▶ _EXTRACT TO READ_:
The lack of women featured on rap albums from male artists may call for an immediate dismissal amongst some listeners, but it’s worth exploring how rap collaborations come about, and why women are left out. The lack of female features during the last Donda stream came as a surprise to some, because Kanye has a history of working with women. Some of his biggest collaborations have been with Beyoncé, Nicki Minaj, Rihanna, Teyana Taylor, and 070 Shake. It does seem that Donda is following a different direction from his past work, though. Some fans have suggested the features are a reflection of his current tastes, arguing that he’s simply working with the artists who best suit the tone of the album. (Kanye has stayed silent throughout the rollout, so he hasn’t yet explained his reasoning.)

Many rappers have made it clear that they prefer collaborations to come together organically and stem from genuine relationships. “It ain’t about the money to me. It’s about just really making good music,” Roddy Ricch said in a 2020 interview. “Who really tries to sit there and make music with the niggas they fuck with? Niggas do shit for streams, really just for clout. I refuse to be a person like that.” So, keeping an artist’s creativity and vision in mind, is it appropriate to force a collaboration for the sake of filling a quota? Nothing good comes from faking a connection, of course, but it’s up to the artist to confront why their own creative vision doesn’t include more women.

Arguing that there isn’t at least one woman who fits with the aesthetic or creative direction of a project is downright lazy and upholds the blatant sexism in an industry that allows women to be overlooked. Take Pop Smoke’s second posthumous album Faith, for instance. The deluxe album features 30 tracks and 28 guest features. Dua Lipa is the only woman to appear on the album, and she is a pop star, not a rapper. Victor Victor Worldwide and Republic Records had every opportunity to include more women rappers on the album. There’s a famous video of Pop reacting to Nicki Minaj’s verse on the remix of “Welcome to the Party,” and it could have been a nice full-circle moment to extend another invitation to Nicki to hop on a song like “Woo Baby.”

Cole’s The Off-Season is another major album this year that failed to include women. While Cole is known to tackle his albums solo, he has noted that he made a deliberate effort to collaborate with other artists on this project. “Do you really wanna look back and be like, ‘You didn’t work with nobody? You didn’t have any songs with nobody? You just cool with that?’” Cole asked himself in The Off-Season documentary. “No, OK. So start saying yes to some features.” There are five features on the 12-track project, but none of which are women. 

In the past, some women have been able to break the ceiling. Nicki Minaj has been featured on a handful of male albums from artists like Kanye West and Lil Wayne, and her seniority has undoubtedly helped her. When female artists get rare opportunities to collaborate on albums from male artists, though, their contributions are often confined to performing hooks or recording twerkable verses. They aren’t given the same variety of opportunities that male artists get. So, despite some of the progress that has been made in the recent years, there is unfortunately still a long road ahead for women in rap. 

This isn’t the same situation as a TV series reboot where you can just add a bunch of people just to fit an inclusion and diversity quota. Forcing unnatural collaborations won’t solve the problem, but this conversation does deserve more attention. More awareness about the issue could produce different results. A little pressure from fans who let their favorite artists know they want more features from female rappers could go a long way. The louder and more persistent people are, the more likely an artist is to consider the wants and needs of their fansbase. Fans vocalizing opinions has worked when it comes to female representation in the past. After Rolling Loud organizers consistently received criticism over the festival’s male-dominated lineup, more women were added to the subsequent lineups. 

Fans can only do so much, though. The responsibility ultimately lies on the artists. In 2021, it’s impossible to miss the countless women who are bringing value to rap and would make great collaborators. To overlook women in this era is not an oversight; it’s prejudice.

▶ _USING THE INFORMATION_:
a. Answer these questions using the article on women in rap collaborations:
(i) How many tracks and guest features does the deluxe version of Faith have?
(ii) How many features appear on The Off-Season?
(iii) What happened after Rolling Loud organizers were criticized over the festival's male-dominated lineup?
b. Return the passage of the article on women in rap collaborations from "In the past, some" up to and including "women in rap.", copied word for word.
c. List the artists the article on women in rap collaborations names as some of Kanye's biggest collaborations.

[Items from a dataset]
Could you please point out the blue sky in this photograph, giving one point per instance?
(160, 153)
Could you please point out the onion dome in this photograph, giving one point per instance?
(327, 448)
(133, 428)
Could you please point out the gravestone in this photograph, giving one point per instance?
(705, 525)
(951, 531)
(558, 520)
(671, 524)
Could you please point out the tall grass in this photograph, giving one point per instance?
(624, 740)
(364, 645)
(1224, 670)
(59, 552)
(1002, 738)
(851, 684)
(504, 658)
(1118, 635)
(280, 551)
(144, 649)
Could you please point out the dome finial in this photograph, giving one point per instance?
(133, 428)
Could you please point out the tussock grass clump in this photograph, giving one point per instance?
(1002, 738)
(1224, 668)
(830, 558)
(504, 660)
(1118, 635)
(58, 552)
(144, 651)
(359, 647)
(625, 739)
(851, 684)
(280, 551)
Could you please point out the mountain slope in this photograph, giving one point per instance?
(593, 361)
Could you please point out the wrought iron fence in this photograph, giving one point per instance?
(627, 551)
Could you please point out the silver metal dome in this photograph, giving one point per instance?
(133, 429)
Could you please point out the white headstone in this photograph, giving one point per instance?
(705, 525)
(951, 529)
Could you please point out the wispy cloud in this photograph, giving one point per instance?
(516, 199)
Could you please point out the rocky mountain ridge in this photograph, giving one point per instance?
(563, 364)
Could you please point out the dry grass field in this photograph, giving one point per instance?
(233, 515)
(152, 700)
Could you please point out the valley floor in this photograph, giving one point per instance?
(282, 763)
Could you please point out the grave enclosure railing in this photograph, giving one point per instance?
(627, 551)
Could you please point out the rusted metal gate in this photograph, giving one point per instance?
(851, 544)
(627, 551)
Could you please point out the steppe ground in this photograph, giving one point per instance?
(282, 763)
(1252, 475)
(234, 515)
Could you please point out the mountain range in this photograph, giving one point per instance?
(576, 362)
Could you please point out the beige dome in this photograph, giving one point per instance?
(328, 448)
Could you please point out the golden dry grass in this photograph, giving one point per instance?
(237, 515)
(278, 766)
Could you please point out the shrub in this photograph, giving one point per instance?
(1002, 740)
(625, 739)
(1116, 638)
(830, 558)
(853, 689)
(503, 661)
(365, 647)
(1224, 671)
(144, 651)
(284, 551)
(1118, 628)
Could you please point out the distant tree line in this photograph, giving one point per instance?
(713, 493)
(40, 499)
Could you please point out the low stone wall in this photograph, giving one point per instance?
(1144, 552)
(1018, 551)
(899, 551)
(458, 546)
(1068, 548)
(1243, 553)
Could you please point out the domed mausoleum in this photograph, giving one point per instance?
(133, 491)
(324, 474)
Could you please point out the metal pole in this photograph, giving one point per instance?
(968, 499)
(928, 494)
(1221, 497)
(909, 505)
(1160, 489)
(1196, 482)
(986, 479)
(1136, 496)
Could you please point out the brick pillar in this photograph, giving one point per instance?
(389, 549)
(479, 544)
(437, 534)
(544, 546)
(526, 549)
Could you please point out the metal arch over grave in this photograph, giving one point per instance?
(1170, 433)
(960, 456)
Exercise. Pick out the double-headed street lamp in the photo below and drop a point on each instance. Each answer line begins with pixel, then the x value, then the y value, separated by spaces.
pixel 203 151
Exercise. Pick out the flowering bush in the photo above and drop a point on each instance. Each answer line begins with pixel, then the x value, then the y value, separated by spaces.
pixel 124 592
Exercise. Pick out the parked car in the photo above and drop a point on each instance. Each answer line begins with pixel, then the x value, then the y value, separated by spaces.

▶ _OUTPUTS IN ORDER_:
a.
(i) It has 30 tracks and 28 guest features.
(ii) It has five features.
(iii) More women were added to the subsequent lineups.

b.
In the past, some women have been able to break the ceiling. Nicki Minaj has been featured on a handful of male albums from artists like Kanye West and Lil Wayne, and her seniority has undoubtedly helped her. When female artists get rare opportunities to collaborate on albums from male artists, though, their contributions are often confined to performing hooks or recording twerkable verses. They aren’t given the same variety of opportunities that male artists get. So, despite some of the progress that has been made in the recent years, there is unfortunately still a long road ahead for women in rap.

c. Beyoncé, Nicki Minaj, Rihanna, Teyana Taylor, 070 Shake